Task goal: Copy out the data word for word, starting with the line that contains "Find the hazy" and going on through the end of the data.

Data records:
· · ·

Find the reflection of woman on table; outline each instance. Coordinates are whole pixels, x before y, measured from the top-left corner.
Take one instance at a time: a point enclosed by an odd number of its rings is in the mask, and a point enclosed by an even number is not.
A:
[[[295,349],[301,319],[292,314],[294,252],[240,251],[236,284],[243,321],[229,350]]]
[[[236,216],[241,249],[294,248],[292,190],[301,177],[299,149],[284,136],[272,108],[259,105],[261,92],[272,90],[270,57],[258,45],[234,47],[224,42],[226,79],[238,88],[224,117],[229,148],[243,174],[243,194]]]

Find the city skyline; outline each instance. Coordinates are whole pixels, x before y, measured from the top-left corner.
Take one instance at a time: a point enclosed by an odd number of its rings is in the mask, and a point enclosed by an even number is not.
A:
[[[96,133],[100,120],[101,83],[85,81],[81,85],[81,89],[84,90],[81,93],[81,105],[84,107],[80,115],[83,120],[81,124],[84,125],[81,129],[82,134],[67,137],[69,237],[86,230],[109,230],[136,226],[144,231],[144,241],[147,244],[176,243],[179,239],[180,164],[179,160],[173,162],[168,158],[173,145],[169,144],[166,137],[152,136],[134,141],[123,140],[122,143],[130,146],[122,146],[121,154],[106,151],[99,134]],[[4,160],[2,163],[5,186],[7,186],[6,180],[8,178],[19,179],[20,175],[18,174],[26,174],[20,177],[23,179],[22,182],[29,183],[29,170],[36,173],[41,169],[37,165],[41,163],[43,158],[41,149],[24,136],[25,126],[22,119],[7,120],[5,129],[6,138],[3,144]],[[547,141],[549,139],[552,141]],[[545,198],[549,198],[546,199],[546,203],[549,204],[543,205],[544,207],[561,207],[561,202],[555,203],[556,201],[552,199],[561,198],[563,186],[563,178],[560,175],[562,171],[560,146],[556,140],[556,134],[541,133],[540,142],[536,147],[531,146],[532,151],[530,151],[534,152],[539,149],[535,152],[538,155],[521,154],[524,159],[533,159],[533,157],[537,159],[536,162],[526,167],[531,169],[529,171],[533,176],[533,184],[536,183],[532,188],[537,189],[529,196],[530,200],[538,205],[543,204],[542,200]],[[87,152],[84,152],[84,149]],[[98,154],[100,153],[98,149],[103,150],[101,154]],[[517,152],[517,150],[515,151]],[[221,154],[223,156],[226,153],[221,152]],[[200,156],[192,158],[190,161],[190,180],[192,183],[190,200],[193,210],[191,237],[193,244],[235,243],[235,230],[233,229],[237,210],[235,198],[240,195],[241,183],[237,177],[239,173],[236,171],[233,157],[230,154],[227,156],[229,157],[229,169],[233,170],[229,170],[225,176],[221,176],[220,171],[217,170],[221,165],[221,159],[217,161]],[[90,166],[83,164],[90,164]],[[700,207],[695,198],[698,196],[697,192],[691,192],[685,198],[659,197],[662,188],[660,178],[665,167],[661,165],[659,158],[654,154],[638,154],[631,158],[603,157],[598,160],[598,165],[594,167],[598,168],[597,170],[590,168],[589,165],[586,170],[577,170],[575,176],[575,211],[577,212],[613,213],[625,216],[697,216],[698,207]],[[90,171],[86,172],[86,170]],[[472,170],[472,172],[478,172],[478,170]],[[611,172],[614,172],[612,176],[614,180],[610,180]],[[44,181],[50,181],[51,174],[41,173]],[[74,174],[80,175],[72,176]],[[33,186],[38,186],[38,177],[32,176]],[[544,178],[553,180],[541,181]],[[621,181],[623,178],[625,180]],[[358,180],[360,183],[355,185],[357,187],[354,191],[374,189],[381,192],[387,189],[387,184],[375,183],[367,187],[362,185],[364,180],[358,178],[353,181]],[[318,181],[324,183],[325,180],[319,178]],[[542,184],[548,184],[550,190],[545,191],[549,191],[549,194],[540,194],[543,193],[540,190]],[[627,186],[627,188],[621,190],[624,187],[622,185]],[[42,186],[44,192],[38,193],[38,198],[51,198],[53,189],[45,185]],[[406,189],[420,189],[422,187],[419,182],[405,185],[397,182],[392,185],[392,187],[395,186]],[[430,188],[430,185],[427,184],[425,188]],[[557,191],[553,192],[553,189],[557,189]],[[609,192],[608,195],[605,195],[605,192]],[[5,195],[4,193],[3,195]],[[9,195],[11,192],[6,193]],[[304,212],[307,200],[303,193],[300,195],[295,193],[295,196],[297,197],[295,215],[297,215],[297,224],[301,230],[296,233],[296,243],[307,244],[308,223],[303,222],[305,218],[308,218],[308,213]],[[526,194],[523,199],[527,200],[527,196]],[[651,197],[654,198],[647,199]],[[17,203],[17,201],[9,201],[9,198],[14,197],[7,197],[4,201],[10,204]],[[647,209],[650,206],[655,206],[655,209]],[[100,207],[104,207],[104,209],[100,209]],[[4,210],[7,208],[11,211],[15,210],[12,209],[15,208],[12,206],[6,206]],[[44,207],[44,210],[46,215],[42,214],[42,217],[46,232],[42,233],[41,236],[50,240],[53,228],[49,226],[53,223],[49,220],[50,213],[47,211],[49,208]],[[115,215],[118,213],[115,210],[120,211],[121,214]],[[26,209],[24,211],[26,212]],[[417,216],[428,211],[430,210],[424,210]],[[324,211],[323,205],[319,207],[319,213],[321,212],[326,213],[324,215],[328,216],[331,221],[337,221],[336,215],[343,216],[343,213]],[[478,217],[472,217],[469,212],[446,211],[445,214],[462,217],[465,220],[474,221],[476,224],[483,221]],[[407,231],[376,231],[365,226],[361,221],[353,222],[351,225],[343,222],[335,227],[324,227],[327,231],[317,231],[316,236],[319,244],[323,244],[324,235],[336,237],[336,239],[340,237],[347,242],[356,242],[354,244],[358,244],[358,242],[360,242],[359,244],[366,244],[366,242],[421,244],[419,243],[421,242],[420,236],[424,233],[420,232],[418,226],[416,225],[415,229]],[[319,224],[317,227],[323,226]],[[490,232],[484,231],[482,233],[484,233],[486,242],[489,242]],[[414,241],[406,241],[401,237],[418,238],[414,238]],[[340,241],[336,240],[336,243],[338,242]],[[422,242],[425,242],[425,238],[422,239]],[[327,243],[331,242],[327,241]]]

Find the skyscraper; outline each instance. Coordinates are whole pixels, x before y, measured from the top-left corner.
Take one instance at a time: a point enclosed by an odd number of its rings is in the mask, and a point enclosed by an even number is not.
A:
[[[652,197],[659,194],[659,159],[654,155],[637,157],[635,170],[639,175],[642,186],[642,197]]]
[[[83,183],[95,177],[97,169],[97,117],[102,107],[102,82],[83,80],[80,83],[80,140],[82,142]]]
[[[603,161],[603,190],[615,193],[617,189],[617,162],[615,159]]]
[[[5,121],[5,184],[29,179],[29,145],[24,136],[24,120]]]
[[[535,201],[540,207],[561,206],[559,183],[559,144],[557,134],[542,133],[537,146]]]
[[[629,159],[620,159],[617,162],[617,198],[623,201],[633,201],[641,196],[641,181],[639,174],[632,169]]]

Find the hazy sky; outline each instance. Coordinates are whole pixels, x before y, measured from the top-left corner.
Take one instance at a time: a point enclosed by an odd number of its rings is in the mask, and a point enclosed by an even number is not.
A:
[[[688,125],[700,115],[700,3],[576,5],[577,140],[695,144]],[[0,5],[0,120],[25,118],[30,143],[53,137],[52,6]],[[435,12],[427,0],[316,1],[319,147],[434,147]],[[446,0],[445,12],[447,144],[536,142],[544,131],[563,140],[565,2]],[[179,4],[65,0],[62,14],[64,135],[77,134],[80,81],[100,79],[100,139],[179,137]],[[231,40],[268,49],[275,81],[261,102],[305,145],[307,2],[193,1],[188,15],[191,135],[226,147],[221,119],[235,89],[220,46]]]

· · ·

Answer below:
Find the hazy sky; outline each instance. Coordinates are whole pixels, x before y, measured from the top-left corner.
Take one instance at a time: a point enclosed by an odd number of its rings is in the mask, and a point enclosed by an even number is not.
A:
[[[688,125],[700,115],[700,3],[576,5],[577,140],[695,144]],[[0,5],[0,120],[25,118],[30,143],[53,137],[52,6]],[[435,12],[427,0],[316,1],[319,147],[434,147]],[[446,0],[445,12],[447,144],[536,142],[544,131],[563,140],[565,2]],[[179,4],[65,0],[62,14],[64,135],[77,134],[80,81],[100,79],[100,139],[179,137]],[[231,40],[268,49],[275,81],[261,102],[305,145],[307,2],[193,1],[188,15],[191,135],[226,147],[221,119],[235,89],[220,46]]]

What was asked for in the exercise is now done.